[SELECTED PASSAGE start]

Council tax to rise by 2.99 per cent as Bristol City Council passes budget at second attempt

Council tax will rise by 2.99 per cent in Bristol after the city council passed its budget at the second attempt. But the pact agreed in advance between Labour mayor Marvin Rees’s administration and opposition Conservatives, which ensured the financial plans for the next 12 months and beyond had enough votes, was blasted as an “unholy alliance” and an anti-democratic “stitch-up”.

It means the local authority’s portion of council tax will rise by £55.20 to £1,901.22 for an average Band D property and by £42.93 to £1,478.72 for Band B households, which are the most numerous in the city. Adding on the much smaller increases for Avon & Somerset Police and Avon Fire Authority, total bills landing on Band D doormats from April 1 will be £2,230.37 and for Band B £1,734.74.

Full council, which met on Wednesday (March 2), first had to decide on the budget as amended at the previous meeting last month when members voted in favour of five of the nine sets of proposed opposition changes – four by the Greens and one by Knowle Community Party, but none of the Conservatives’.

READ MORE: Bristol mayor's U-turn on free parking and Kingsweston Iron Bridge repairs in new budget

But because the mayor had not accepted all these, it required a two-thirds majority to succeed and the Labour and Tory councillors’ votes ensured it fell by 33-27. Mr Rees’s alternative budget, which included some of the Greens’ wish list such as residents’ parking schemes and protecting free parking, along with Conservative requests to repair Kingsweston Iron Bridge and reduce bulky waste collection charges, among others, was then approved after another debate.

[SELECTED PASSAGE end]
[LISTED ENTRIES start]

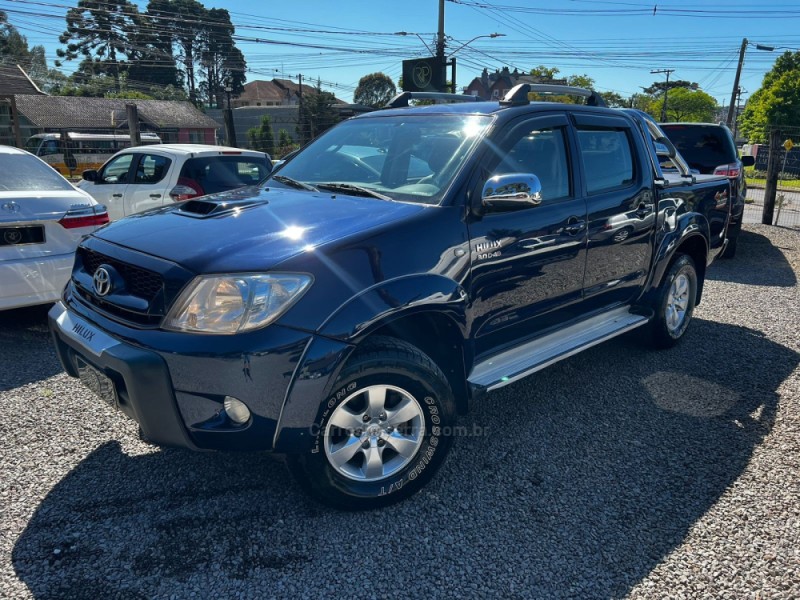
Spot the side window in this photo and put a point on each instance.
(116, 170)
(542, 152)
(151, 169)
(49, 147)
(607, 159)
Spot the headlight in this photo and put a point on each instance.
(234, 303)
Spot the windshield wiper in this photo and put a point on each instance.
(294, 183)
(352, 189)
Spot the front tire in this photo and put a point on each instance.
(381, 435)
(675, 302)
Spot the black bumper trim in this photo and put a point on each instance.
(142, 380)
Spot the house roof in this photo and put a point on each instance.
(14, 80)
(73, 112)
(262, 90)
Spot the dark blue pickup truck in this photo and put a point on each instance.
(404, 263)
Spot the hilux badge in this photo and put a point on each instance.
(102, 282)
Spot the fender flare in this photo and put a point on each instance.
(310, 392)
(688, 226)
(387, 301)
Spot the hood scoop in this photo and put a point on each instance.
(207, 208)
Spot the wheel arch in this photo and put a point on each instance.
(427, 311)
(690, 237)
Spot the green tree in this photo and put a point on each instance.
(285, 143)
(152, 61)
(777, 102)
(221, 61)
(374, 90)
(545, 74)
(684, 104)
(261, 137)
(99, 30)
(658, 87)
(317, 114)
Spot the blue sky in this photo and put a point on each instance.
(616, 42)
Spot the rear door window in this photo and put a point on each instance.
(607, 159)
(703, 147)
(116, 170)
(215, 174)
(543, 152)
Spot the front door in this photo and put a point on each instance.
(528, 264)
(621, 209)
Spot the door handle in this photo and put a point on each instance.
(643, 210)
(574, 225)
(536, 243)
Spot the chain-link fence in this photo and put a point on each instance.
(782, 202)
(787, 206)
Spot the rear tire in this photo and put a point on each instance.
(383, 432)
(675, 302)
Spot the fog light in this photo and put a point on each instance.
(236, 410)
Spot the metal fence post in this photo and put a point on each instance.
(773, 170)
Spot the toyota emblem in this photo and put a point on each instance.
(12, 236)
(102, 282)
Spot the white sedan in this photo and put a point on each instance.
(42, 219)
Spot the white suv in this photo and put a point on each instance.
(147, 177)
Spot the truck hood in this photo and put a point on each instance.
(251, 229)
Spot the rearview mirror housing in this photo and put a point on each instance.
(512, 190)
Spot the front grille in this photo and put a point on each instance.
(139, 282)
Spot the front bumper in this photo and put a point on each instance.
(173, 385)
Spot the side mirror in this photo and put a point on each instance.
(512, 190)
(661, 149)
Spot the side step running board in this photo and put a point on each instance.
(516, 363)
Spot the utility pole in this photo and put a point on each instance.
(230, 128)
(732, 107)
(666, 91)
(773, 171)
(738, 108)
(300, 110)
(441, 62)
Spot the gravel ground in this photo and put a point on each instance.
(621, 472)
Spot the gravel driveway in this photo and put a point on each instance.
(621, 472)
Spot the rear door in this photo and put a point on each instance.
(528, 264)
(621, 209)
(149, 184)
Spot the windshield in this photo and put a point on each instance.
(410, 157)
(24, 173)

[LISTED ENTRIES end]
[LISTED ENTRIES start]

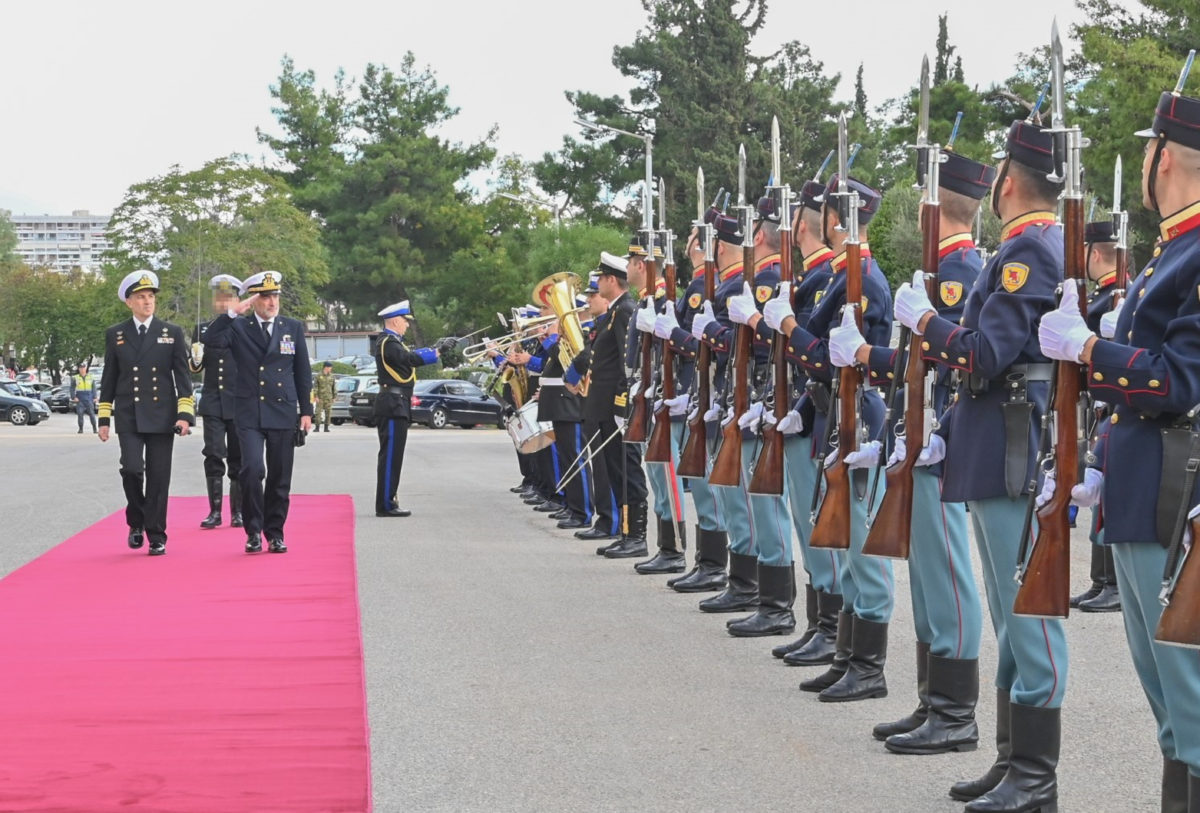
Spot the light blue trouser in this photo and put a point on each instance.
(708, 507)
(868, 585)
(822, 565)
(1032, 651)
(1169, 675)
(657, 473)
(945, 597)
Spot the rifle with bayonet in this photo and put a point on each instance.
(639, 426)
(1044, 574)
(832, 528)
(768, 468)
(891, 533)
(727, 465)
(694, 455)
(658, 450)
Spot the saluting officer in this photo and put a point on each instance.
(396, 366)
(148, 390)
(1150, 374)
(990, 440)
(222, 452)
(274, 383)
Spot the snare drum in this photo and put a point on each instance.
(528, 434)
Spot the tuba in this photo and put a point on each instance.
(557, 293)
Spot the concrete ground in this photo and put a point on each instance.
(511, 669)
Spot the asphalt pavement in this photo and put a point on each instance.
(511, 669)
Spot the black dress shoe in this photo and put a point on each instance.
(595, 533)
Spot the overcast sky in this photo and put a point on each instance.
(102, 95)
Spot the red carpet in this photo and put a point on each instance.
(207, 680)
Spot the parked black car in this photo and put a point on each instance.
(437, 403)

[LISTED ENTRIES end]
[LISTED ENTRIES start]

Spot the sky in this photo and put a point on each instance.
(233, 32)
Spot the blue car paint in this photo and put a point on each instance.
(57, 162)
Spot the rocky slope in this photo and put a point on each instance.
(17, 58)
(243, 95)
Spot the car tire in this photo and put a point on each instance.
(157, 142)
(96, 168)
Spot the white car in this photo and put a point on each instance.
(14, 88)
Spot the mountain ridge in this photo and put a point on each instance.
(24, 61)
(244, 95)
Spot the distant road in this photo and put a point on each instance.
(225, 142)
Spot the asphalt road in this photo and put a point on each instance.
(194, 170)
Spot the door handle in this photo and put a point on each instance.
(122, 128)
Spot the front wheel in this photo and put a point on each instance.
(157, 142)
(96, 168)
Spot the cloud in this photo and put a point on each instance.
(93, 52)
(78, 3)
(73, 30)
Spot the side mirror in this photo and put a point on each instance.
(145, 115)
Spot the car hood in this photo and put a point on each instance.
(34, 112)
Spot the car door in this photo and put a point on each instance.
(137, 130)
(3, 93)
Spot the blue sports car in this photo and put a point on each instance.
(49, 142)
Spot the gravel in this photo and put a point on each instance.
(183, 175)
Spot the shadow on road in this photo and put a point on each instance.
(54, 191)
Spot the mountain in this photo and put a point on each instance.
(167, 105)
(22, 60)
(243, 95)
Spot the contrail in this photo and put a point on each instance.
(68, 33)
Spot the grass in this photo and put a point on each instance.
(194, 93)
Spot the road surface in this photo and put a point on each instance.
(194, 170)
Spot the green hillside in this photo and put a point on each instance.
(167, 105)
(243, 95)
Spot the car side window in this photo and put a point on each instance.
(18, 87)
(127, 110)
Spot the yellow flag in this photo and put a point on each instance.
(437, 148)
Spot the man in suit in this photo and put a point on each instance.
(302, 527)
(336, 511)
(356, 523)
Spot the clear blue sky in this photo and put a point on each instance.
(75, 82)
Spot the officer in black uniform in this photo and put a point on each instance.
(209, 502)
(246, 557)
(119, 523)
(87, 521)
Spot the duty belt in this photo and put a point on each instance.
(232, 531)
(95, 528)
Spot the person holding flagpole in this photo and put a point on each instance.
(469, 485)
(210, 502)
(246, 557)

[LISTED ENTRIES end]

REQUIREMENT A:
Answer these questions about the Bristol budget article:
(i) By how much will the local authority's portion of council tax rise for an average Band D property?
(ii) Which council tax band has the most households in the city?
(iii) On what day and date did full council meet?
REQUIREMENT B:
Copy the part of the Bristol budget article that starts with "It means the" and goes on through "of the Conservatives’.".
The listing comes from a different source than the Bristol budget article.

CORRECT ANSWER A:
(i) £55.20
(ii) Band B
(iii) Wednesday, March 2

CORRECT ANSWER B:
It means the local authority’s portion of council tax will rise by £55.20 to £1,901.22 for an average Band D property and by £42.93 to £1,478.72 for Band B households, which are the most numerous in the city. Adding on the much smaller increases for Avon & Somerset Police and Avon Fire Authority, total bills landing on Band D doormats from April 1 will be £2,230.37 and for Band B £1,734.74.

Full council, which met on Wednesday (March 2), first had to decide on the budget as amended at the previous meeting last month when members voted in favour of five of the nine sets of proposed opposition changes – four by the Greens and one by Knowle Community Party, but none of the Conservatives’.